**ABOUT THIS EXERCISE**
Begin at the line containing "Look at this image and locate every instance of marching" in the data below and go on through the line containing "Look at this image and locate every instance of asphalt", repeating each line exactly; include both ends and no other line.

**GIVEN RECORDS**
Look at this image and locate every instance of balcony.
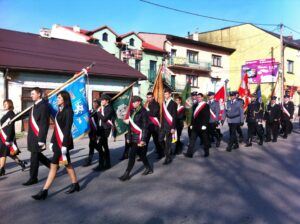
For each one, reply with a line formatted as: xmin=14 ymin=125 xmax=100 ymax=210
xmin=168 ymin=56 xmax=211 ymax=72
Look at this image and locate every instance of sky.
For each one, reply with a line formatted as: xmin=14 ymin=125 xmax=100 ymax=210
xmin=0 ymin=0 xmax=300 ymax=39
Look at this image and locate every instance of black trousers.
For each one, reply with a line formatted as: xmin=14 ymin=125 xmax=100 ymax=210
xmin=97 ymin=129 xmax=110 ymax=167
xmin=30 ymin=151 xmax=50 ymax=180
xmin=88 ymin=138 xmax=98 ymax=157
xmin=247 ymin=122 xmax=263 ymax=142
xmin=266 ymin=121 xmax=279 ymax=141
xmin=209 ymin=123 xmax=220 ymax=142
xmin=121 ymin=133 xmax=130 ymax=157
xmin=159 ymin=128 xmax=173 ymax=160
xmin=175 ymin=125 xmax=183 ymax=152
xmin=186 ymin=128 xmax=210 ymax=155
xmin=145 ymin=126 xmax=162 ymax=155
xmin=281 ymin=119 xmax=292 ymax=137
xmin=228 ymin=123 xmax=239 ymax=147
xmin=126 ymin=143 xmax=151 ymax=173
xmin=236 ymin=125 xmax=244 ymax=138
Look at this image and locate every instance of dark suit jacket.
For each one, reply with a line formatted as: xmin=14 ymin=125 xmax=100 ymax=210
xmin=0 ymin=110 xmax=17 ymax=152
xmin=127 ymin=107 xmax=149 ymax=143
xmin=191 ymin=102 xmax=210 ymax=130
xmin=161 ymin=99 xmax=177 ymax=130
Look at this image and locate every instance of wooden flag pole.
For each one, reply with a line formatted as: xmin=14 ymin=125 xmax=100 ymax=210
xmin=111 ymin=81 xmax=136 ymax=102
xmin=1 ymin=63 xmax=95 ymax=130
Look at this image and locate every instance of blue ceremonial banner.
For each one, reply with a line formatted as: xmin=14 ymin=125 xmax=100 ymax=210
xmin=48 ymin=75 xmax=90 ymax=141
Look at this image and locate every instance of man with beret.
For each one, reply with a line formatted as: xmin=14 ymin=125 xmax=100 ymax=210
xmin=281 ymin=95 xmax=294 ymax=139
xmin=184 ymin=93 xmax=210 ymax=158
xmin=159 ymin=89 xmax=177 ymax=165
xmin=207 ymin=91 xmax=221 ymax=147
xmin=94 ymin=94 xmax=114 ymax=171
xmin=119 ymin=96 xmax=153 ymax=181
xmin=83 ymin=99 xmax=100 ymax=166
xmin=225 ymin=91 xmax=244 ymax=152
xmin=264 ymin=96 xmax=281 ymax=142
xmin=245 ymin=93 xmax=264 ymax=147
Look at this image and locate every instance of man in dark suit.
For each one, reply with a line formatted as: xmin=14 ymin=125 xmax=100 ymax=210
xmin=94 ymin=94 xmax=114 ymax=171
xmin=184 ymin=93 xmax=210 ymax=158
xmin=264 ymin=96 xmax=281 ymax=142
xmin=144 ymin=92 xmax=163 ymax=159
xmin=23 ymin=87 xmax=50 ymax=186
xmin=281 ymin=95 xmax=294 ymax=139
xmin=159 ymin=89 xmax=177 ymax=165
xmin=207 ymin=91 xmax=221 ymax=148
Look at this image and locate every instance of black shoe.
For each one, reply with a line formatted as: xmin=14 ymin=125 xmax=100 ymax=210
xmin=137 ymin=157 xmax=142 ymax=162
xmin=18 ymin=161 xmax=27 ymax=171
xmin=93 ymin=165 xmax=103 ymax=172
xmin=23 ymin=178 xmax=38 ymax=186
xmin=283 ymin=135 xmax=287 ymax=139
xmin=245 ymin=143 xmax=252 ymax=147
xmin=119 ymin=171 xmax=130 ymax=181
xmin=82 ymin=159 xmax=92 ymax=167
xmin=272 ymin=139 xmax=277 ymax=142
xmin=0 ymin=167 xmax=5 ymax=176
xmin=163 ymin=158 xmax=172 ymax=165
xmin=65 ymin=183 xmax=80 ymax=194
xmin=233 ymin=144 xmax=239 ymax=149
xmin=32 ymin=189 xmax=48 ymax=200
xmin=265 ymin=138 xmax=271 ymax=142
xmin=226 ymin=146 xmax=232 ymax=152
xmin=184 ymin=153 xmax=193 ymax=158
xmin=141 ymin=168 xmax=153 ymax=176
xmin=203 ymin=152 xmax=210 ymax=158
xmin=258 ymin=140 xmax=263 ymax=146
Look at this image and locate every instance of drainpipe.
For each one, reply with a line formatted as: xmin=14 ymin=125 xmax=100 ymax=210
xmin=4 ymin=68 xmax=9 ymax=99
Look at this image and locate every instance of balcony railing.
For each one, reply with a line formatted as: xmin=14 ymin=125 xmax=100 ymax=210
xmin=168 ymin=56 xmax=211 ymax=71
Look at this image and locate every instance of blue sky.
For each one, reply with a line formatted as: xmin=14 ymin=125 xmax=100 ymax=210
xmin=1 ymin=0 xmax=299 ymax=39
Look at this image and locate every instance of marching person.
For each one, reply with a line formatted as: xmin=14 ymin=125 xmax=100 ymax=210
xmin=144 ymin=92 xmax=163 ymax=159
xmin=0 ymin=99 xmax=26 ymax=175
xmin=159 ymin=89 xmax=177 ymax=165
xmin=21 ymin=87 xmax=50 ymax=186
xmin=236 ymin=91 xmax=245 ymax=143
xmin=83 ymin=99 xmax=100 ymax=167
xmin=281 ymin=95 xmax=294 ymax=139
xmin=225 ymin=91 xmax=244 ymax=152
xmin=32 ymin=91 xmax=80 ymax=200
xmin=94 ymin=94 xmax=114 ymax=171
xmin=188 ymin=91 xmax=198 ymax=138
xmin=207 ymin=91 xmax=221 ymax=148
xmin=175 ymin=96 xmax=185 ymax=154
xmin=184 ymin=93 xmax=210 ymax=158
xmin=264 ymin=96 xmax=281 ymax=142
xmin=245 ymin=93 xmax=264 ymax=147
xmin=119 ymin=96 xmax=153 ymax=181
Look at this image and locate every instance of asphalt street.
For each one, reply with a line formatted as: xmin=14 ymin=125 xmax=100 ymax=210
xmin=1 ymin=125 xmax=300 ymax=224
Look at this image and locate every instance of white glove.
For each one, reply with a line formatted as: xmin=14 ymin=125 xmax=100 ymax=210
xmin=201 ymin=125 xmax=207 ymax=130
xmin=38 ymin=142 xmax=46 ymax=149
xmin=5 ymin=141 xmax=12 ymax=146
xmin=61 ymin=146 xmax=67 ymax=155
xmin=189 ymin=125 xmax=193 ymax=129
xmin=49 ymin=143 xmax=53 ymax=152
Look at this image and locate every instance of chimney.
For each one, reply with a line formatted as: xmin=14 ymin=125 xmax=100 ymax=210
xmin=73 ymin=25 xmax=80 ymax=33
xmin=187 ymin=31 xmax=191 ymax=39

--

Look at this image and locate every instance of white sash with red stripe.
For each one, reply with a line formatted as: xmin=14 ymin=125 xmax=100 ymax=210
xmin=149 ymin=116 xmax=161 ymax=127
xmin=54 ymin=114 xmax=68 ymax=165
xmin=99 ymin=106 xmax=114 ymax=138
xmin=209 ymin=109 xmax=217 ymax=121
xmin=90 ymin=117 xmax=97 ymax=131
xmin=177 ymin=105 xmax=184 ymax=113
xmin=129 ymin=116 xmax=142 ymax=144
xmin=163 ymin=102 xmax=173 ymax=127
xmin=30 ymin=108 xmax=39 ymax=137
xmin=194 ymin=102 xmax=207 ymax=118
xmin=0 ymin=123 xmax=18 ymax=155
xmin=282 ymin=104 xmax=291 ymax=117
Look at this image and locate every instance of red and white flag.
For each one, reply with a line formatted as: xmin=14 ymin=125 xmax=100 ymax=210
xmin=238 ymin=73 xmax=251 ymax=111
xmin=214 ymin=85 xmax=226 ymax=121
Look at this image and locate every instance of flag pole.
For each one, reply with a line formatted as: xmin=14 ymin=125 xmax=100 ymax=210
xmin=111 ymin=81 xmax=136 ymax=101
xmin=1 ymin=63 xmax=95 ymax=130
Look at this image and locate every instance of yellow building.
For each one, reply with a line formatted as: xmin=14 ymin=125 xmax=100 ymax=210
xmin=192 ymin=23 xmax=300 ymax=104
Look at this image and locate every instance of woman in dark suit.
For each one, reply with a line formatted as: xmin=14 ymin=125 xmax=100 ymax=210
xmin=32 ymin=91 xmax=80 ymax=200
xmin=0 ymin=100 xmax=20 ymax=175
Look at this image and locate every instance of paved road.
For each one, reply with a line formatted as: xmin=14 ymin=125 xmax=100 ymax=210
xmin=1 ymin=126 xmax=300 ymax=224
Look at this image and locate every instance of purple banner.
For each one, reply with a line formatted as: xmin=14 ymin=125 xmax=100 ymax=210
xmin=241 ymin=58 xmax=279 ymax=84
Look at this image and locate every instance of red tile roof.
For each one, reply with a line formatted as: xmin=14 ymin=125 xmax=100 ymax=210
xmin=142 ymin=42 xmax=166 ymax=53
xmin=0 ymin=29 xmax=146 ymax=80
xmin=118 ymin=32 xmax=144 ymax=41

**RESULT FOR THIS EXERCISE**
Look at this image and locate every instance of marching person.
For each one, reply with a line formatted as: xmin=14 ymin=125 xmax=100 ymax=210
xmin=144 ymin=92 xmax=163 ymax=159
xmin=0 ymin=99 xmax=26 ymax=175
xmin=159 ymin=89 xmax=177 ymax=165
xmin=21 ymin=87 xmax=50 ymax=186
xmin=236 ymin=91 xmax=245 ymax=143
xmin=83 ymin=99 xmax=100 ymax=167
xmin=281 ymin=95 xmax=294 ymax=139
xmin=225 ymin=91 xmax=244 ymax=152
xmin=32 ymin=91 xmax=80 ymax=200
xmin=94 ymin=94 xmax=114 ymax=171
xmin=188 ymin=91 xmax=198 ymax=138
xmin=207 ymin=91 xmax=221 ymax=148
xmin=175 ymin=96 xmax=185 ymax=154
xmin=184 ymin=93 xmax=210 ymax=158
xmin=264 ymin=96 xmax=281 ymax=142
xmin=245 ymin=93 xmax=264 ymax=147
xmin=119 ymin=96 xmax=153 ymax=181
Look at this image and locate every instance of asphalt street.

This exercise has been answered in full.